→ Excerpt

Sissy Squat

For the past 2 years I have done almost everything I can think of to increase my squat. I have done Westside, the Russian Squat Cycle, Ian King’s Limping Series, Olympic Lifting, etc. to increase my squat but have seen MINIMAL gain. I have varied rep/set protocals, excercise selection(front squat, zercher squat, OH squat, deadlifts, goodmorning, high back, low back, close, medium, and wide stances toes in, toes out) hell I even stopped squatting for 3 weeks. Nothing has seemed to help.

Leg hypertrophy hasn’t been a problem, but strength is. I have hit a road block in my training and I am desperately seeking some advice. Any and all help would be greatly appreciated.

what sort of weight are you lifting here? Are you an experienced trainer?
Whats your diet like?
How frequent were/are you training?

Fill the details in mate.

This is my 5th straight year of hard training. I am fairly experience but still consider myself to be intermediate. My max right now in the squat is 590 at my weight of around 220-225.

My diet isn’t perfect. I eat around 5,000 calories a day consisting mostly of lean beef, chicken, turkey and green veggies. I still have a ways to go before I perfect my diet. I have thought this was the reaosning behind my lack of progress but I still gain lean mass and all my lifts increase EXCEPT my squat. I have even spent a few weeks only squatting 135 trying to better my form, but that didn’t seem to help much either.

oh and ive trained the squat between 1-3 times a week depending on what program i was doing

Some questions:

Where do you stick or how do you fail?

How wide is your stance?

Do you use a squat suit? Belt? Wraps?

Describe your style: Fast, slow, sit way back? Head Up? Looking at your legs? Breathing? Hand position?

What do you have available for training your squat? SSB? Bands?

One obvious problem you are going to have is motivation: I would be surprised if 590 weren’t one of the better squats in your gym, and that leads to all kinds of mental barriers.

Find yourself a gym where a 600 squat is routine and I think you will find your problems solved. Of course that is a pretty rare gym!

Barring that, try a competition: Nothing like watching a dozen people squat 600+ to impress upon you that the goal is attainable.

My feet are 3-4 inches past shoulder width with my toes pointed straight forward. For my set-up my hands are wide on the bar pulling the bar into my upper back I take 2 big breathes hold the last one in push my stomach hard against my belt and sit back not down as far as i can i dont drop fast id say my tempo down is around 1-1.5 seconds.

on my way up i spread the floor with my feet and force my knees outwards as i drive my head into the bar and try to drive up with my hips i never look down…i dont wear a squat suit or knee wraps because i dont compete my sticking point is 1 inch above parallel if i can get over that i can make the lift…ive worked on low box squats to help with that and didnt see any improvement…

yea i am one of the stronger guys in my gym but very few do any type of squatting so im not around any that could push me in that lift unlike the bench i would have to travel out of town to find lifters who train the squat which is sad

Sounds like you have DT’s Squat 900 article covered!

→ Data
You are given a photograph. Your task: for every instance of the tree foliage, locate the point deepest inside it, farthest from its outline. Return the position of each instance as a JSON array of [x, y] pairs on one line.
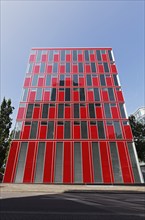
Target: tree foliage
[[5, 124], [138, 131]]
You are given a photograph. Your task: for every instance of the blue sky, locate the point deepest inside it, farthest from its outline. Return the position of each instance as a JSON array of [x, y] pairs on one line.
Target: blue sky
[[116, 24]]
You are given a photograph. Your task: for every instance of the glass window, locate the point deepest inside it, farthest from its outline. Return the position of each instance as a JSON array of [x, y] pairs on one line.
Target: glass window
[[67, 94], [81, 68], [60, 110], [58, 163], [62, 55], [29, 111], [75, 80], [33, 130], [91, 111], [82, 94], [74, 55], [106, 68], [50, 56], [21, 163], [77, 163], [111, 94], [102, 80], [93, 67], [122, 110], [25, 95], [55, 67], [40, 163], [101, 129], [18, 129], [96, 163], [96, 94], [42, 68], [39, 94], [115, 163], [89, 80], [76, 111], [50, 130], [107, 110], [84, 132], [53, 94], [45, 111], [67, 130], [35, 80], [117, 130], [86, 55], [67, 67]]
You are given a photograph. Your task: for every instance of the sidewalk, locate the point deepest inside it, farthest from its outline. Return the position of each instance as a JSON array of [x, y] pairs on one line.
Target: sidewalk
[[65, 188]]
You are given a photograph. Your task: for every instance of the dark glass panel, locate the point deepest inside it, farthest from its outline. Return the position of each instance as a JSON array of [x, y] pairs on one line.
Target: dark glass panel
[[33, 130], [29, 111], [50, 130], [101, 129]]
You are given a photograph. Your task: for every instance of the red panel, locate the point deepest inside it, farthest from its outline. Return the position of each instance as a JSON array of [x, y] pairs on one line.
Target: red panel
[[104, 57], [67, 112], [52, 112], [40, 81], [100, 68], [105, 96], [113, 69], [109, 81], [27, 82], [11, 163], [60, 96], [105, 162], [111, 133], [36, 112], [76, 95], [67, 166], [99, 112], [36, 69], [26, 132], [90, 95], [77, 133], [86, 163], [44, 58], [46, 96], [32, 96], [124, 163], [32, 58], [60, 131], [20, 113], [49, 69], [94, 132], [42, 134], [120, 96], [74, 68], [48, 163], [29, 163], [127, 132], [114, 112], [95, 81]]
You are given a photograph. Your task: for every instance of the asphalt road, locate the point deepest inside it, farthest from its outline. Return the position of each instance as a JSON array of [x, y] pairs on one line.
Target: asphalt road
[[75, 205]]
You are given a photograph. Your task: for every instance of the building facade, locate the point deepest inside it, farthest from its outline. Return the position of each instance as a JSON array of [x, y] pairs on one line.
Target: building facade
[[72, 125]]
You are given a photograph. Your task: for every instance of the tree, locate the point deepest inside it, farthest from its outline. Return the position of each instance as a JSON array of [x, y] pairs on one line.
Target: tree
[[5, 124], [138, 131]]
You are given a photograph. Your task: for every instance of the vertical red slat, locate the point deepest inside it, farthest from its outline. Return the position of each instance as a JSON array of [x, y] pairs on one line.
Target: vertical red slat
[[124, 163], [67, 166], [48, 163], [105, 163], [11, 163], [86, 163], [29, 163]]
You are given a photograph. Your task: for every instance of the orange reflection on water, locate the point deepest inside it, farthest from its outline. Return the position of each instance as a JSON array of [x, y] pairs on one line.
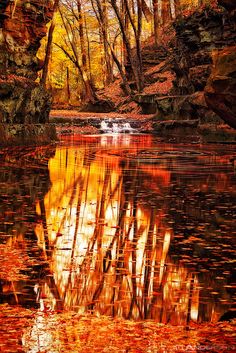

→ Requirements
Reproduce the stretch of the squat forum thread from "This is my 5th" through "do you fail?", word for word.

→ Expected answer
This is my 5th straight year of hard training. I am fairly experience but still consider myself to be intermediate. My max right now in the squat is 590 at my weight of around 220-225.

My diet isn’t perfect. I eat around 5,000 calories a day consisting mostly of lean beef, chicken, turkey and green veggies. I still have a ways to go before I perfect my diet. I have thought this was the reaosning behind my lack of progress but I still gain lean mass and all my lifts increase EXCEPT my squat. I have even spent a few weeks only squatting 135 trying to better my form, but that didn’t seem to help much either.

oh and ive trained the squat between 1-3 times a week depending on what program i was doing

Some questions:

Where do you stick or how do you fail?